#### [How to complete this task]
Exactly transcribe the line that holds "Mark the region of every instance of the white wine" and every remaining line of the records, up to and including the final one, with nothing else.

#### [Data for processing]

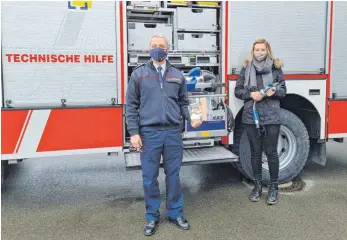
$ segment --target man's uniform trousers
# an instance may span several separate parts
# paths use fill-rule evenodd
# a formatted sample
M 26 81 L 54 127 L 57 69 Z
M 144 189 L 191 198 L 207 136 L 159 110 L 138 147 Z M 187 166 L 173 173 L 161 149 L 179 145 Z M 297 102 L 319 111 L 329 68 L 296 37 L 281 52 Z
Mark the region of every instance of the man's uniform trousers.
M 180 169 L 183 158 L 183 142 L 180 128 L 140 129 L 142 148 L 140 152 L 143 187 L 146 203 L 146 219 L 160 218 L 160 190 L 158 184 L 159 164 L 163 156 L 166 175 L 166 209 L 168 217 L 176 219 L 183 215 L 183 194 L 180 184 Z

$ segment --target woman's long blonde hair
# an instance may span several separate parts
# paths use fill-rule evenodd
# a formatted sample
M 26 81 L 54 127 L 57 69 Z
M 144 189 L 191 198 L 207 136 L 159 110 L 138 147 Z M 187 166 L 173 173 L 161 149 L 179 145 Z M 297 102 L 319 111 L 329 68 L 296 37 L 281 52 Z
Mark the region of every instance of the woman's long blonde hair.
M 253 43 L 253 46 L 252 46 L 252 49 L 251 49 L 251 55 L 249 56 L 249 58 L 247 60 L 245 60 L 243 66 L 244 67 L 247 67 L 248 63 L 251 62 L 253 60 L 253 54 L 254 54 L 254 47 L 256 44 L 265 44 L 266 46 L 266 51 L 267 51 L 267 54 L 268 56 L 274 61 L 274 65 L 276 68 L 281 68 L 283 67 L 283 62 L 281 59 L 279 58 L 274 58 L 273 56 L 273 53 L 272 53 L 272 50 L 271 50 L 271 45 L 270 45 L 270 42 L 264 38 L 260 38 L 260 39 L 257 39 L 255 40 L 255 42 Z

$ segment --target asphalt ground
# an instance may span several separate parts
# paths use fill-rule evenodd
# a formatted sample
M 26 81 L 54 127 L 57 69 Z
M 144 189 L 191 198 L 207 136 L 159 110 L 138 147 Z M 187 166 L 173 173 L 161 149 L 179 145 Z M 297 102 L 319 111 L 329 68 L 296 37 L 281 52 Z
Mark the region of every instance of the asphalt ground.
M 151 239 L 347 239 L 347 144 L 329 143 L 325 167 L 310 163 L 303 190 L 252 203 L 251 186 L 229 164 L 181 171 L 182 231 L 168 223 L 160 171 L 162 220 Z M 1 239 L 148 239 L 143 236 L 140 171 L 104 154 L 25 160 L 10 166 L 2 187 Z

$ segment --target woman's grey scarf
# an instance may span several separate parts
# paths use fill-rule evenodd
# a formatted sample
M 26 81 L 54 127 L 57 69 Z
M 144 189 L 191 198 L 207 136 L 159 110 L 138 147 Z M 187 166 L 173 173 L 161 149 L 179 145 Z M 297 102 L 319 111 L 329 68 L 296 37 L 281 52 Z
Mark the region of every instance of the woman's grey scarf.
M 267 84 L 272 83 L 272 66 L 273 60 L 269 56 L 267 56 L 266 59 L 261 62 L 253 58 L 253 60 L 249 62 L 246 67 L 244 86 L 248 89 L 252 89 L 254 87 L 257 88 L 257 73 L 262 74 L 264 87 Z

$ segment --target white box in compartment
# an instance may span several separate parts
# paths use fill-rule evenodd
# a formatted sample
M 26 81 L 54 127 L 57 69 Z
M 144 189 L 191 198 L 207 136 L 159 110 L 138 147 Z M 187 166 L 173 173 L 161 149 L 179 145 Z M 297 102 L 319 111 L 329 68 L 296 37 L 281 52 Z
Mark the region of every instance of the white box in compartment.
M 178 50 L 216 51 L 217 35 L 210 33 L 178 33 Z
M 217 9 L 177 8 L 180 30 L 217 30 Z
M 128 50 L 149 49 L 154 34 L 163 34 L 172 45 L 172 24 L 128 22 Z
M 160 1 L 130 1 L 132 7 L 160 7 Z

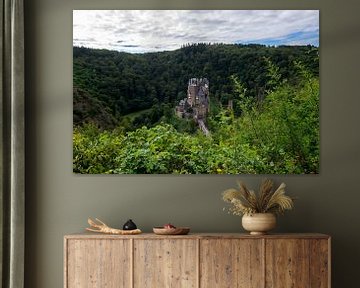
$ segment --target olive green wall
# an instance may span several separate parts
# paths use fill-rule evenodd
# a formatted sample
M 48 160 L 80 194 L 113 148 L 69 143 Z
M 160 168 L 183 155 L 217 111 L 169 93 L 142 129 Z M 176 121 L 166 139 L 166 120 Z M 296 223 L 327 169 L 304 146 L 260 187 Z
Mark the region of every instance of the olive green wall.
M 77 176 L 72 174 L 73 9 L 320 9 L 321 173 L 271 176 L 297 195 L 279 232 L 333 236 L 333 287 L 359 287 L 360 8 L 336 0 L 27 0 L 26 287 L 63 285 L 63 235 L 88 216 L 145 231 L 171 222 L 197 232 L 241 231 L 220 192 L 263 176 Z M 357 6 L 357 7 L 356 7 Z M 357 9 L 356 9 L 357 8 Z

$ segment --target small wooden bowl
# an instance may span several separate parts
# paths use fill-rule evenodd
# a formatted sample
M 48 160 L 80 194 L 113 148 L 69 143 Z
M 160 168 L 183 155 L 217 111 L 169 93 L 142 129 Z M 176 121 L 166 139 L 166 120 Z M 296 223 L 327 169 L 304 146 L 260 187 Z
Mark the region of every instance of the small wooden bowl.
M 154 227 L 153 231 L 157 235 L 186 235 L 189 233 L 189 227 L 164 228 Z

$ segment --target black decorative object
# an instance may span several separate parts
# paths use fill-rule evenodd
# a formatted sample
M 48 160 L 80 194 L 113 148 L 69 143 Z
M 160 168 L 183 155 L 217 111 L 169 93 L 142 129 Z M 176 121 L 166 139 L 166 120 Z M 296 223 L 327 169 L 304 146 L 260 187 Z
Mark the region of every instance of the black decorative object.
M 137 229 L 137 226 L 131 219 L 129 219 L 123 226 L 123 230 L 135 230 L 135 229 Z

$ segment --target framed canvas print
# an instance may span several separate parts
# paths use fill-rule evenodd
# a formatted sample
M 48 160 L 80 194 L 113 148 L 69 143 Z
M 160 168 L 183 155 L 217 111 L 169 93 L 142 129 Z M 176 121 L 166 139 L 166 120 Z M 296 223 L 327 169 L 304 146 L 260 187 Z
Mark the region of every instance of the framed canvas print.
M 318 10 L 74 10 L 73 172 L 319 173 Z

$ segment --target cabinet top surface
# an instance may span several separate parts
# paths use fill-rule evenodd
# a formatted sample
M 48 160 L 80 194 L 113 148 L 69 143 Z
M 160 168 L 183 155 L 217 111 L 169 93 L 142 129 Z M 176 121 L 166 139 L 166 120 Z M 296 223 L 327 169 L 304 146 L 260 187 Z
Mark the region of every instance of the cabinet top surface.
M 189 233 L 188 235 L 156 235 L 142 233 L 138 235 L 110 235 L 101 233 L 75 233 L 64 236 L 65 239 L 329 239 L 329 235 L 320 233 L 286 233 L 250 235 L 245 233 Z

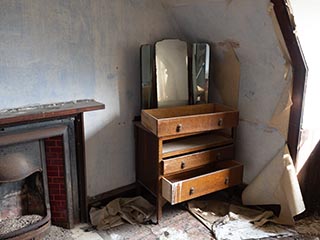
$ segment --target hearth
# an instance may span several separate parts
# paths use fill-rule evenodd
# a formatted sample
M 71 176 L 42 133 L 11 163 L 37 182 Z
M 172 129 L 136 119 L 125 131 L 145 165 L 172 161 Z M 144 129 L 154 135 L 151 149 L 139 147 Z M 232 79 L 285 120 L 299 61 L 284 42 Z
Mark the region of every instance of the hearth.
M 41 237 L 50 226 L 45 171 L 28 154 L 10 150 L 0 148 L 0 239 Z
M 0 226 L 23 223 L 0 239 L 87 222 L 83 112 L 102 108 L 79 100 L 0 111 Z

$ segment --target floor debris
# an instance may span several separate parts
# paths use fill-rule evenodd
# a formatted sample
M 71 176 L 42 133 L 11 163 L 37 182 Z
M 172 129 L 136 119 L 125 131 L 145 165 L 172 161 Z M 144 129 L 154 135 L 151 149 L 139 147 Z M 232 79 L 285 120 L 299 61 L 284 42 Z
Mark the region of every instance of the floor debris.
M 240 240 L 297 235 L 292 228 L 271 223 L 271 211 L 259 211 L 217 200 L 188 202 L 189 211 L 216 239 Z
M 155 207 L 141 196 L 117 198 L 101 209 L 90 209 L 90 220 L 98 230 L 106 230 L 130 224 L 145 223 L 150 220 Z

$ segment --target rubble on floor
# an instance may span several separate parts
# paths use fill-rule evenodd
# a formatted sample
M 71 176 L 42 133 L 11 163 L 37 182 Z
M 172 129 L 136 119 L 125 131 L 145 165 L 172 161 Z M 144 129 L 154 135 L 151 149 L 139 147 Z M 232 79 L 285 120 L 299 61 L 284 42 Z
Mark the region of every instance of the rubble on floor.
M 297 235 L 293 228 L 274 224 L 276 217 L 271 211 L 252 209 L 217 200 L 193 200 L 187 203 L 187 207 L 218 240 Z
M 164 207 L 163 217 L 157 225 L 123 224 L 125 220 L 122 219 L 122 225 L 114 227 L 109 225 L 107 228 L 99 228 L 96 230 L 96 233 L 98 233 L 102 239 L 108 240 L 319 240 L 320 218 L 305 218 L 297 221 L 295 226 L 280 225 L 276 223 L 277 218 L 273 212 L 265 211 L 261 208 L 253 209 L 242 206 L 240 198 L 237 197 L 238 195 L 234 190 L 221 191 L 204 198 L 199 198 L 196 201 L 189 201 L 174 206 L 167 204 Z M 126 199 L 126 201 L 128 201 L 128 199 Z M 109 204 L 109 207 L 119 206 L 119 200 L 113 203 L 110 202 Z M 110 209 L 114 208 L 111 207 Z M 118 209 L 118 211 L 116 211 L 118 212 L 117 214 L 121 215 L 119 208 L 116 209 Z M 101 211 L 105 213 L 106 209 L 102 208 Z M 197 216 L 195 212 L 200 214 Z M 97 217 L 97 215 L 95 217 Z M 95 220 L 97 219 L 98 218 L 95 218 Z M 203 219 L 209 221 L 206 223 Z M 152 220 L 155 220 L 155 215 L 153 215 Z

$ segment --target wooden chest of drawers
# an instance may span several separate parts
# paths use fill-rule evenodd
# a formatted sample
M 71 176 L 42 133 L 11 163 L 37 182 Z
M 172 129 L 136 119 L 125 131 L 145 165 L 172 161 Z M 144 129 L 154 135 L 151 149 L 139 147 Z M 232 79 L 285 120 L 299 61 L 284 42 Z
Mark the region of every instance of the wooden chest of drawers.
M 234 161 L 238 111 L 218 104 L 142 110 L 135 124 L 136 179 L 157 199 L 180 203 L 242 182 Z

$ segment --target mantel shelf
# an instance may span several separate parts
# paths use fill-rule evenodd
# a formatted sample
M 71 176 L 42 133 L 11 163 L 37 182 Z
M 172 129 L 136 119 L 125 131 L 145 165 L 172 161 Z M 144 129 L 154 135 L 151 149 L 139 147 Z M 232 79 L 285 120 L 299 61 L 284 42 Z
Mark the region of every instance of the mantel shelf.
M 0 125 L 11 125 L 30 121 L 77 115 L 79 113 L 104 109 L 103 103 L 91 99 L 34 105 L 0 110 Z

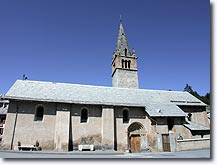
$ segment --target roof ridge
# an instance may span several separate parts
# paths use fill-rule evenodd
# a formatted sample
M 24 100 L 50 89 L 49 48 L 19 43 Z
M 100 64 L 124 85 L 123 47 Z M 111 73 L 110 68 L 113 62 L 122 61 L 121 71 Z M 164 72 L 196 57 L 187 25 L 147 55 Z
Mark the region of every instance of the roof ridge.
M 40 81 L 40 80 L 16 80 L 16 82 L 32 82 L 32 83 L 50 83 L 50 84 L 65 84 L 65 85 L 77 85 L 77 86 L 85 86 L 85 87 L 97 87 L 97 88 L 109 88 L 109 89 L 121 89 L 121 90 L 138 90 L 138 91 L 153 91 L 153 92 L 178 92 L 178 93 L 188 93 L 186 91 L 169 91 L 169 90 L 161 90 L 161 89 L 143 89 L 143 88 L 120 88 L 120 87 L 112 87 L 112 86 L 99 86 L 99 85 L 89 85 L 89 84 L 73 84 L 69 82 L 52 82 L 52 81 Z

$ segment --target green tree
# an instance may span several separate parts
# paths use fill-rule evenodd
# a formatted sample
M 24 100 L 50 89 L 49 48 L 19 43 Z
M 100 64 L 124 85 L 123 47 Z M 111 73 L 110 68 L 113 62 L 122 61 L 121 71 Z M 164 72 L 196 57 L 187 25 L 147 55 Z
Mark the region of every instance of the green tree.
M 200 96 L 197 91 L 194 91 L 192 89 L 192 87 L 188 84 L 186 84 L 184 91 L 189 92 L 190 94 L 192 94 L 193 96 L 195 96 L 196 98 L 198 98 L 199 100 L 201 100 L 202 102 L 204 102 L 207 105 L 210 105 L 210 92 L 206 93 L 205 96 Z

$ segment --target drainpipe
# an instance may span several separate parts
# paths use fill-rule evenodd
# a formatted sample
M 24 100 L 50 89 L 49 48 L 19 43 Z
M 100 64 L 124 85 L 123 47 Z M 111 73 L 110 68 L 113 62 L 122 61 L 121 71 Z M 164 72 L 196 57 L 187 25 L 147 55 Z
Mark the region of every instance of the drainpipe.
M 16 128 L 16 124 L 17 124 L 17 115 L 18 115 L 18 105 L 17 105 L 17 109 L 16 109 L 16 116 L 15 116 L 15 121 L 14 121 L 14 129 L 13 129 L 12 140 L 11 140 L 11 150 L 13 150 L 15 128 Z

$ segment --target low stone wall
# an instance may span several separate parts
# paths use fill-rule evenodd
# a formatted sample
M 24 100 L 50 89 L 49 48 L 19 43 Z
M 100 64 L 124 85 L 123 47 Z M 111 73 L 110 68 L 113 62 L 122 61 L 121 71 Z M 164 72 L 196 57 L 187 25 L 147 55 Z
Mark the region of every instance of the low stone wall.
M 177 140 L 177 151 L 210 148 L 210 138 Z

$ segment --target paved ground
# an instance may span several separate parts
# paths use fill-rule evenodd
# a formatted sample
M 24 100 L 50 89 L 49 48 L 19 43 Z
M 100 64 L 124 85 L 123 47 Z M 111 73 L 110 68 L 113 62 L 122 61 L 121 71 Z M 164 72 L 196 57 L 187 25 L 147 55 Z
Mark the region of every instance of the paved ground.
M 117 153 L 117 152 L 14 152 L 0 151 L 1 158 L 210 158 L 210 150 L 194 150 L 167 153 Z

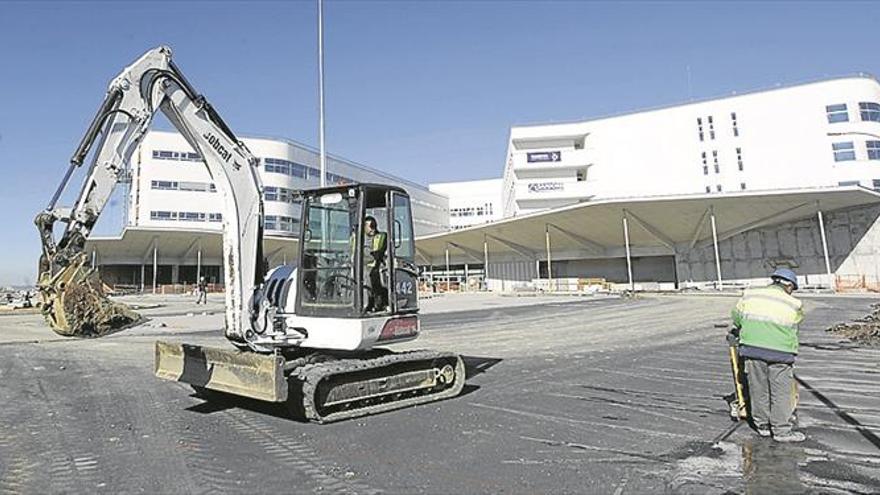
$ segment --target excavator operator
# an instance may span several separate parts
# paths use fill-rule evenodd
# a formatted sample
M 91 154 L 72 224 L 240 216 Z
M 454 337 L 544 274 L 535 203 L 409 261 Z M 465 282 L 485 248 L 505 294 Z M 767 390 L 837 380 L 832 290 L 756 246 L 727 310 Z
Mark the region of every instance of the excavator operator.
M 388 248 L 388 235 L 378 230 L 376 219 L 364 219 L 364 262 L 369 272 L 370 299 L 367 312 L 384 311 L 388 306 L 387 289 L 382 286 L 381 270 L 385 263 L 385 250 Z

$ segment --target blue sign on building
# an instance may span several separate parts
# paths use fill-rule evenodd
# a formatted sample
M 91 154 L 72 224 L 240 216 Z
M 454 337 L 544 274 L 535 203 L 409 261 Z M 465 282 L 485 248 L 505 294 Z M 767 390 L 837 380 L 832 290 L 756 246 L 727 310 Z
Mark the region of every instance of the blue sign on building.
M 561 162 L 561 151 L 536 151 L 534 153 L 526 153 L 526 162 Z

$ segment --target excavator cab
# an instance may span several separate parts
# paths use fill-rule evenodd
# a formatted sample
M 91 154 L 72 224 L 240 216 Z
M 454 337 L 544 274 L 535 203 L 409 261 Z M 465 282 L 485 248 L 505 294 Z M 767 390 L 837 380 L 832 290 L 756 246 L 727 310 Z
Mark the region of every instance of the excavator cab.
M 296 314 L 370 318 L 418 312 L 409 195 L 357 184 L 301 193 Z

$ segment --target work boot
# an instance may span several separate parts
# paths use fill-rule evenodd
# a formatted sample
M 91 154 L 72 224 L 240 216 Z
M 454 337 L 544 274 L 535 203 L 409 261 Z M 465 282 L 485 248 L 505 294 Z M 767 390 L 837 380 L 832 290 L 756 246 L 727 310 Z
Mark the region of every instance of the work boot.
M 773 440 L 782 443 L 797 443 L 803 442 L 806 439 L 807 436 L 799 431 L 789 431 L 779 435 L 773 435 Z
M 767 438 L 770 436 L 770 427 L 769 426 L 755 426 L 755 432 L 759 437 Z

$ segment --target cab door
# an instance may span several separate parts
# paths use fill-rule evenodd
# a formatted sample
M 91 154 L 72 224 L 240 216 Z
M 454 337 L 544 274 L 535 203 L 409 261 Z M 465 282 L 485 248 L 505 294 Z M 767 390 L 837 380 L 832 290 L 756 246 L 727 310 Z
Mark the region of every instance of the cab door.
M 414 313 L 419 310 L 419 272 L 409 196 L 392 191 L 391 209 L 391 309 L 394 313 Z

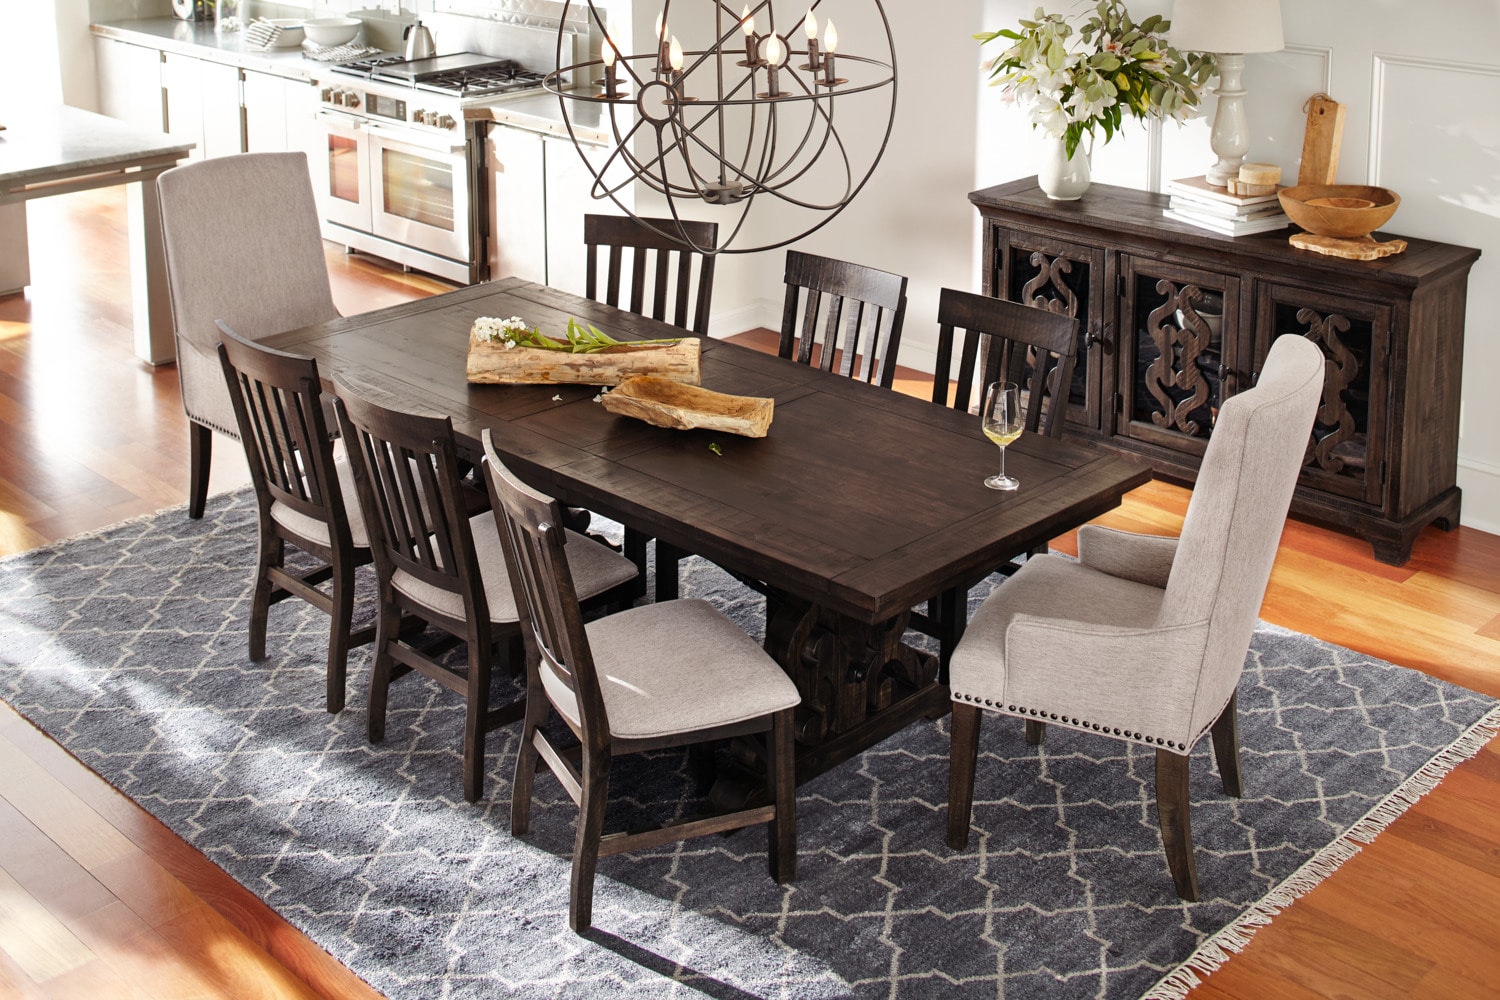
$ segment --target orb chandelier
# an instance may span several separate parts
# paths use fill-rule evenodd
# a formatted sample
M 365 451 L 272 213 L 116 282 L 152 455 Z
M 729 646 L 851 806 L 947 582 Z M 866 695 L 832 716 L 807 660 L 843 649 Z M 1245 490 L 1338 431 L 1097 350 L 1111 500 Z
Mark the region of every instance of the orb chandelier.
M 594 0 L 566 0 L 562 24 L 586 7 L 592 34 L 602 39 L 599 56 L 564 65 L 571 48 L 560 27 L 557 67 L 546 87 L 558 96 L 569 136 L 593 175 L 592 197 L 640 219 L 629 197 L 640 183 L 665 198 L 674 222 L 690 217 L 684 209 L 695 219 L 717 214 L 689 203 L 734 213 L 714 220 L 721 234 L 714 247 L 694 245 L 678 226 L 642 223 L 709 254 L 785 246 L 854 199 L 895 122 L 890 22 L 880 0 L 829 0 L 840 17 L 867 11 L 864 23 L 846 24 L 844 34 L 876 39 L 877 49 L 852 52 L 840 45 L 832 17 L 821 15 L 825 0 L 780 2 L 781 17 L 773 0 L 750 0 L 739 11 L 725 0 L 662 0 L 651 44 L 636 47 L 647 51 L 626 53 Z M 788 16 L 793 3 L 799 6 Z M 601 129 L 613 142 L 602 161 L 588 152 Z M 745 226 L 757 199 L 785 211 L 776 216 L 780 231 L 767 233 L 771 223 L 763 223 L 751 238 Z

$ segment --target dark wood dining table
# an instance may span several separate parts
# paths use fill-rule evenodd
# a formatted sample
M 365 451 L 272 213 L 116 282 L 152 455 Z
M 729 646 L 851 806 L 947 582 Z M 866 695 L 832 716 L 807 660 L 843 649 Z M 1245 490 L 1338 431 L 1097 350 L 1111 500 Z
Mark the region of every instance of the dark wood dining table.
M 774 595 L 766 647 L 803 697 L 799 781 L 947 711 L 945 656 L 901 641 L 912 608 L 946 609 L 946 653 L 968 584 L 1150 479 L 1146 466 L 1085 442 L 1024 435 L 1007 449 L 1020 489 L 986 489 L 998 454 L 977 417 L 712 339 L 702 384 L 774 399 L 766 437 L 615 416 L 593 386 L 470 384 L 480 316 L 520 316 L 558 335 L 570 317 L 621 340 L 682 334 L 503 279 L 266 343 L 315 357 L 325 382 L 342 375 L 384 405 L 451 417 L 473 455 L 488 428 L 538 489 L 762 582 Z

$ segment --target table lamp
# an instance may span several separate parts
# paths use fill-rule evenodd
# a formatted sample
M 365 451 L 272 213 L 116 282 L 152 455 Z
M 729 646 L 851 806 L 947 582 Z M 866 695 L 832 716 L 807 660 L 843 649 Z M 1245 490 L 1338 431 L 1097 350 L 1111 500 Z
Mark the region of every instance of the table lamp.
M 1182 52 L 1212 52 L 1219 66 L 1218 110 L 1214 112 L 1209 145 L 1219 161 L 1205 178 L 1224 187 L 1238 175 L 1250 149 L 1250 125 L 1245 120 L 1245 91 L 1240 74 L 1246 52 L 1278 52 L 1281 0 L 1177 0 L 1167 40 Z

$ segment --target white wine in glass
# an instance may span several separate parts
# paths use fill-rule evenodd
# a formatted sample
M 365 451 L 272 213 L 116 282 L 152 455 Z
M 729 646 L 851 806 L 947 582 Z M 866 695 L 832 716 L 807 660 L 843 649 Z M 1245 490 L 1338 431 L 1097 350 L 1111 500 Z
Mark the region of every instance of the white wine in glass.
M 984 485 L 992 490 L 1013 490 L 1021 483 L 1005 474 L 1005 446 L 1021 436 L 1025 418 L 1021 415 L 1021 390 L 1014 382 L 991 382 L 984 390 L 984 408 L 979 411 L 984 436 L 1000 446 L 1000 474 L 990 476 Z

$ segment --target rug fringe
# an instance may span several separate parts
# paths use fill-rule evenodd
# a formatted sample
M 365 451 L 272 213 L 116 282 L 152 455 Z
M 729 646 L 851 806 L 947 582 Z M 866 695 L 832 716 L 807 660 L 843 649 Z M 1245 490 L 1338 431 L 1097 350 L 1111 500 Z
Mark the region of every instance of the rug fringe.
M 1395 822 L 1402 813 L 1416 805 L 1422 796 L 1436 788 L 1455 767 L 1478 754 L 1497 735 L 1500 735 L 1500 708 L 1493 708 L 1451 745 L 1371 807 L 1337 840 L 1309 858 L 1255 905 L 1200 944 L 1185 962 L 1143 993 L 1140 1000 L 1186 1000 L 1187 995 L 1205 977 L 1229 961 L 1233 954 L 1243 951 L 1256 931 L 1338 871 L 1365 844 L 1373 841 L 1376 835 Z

#### [Exercise result]
Mark the region of every instance of the white wine in glass.
M 984 485 L 992 490 L 1013 490 L 1021 483 L 1005 474 L 1005 446 L 1021 436 L 1025 418 L 1021 415 L 1021 390 L 1014 382 L 991 382 L 984 390 L 984 408 L 979 411 L 984 436 L 1000 446 L 1000 474 L 990 476 Z

$ segment --target rug fringe
# an instance may span several separate parts
# paths use fill-rule evenodd
# a formatted sample
M 365 451 L 272 213 L 116 282 L 152 455 Z
M 729 646 L 851 806 L 947 582 Z M 866 695 L 832 716 L 807 660 L 843 649 Z M 1245 490 L 1338 431 L 1097 350 L 1111 500 Z
Mark the region of every instance of the rug fringe.
M 1395 822 L 1402 813 L 1416 805 L 1422 796 L 1436 788 L 1455 767 L 1478 754 L 1497 735 L 1500 735 L 1500 708 L 1493 708 L 1451 745 L 1371 807 L 1337 840 L 1309 858 L 1255 905 L 1200 944 L 1185 962 L 1143 993 L 1140 1000 L 1186 1000 L 1187 995 L 1205 977 L 1229 961 L 1233 954 L 1243 951 L 1256 931 L 1338 871 L 1365 844 L 1373 841 L 1376 835 Z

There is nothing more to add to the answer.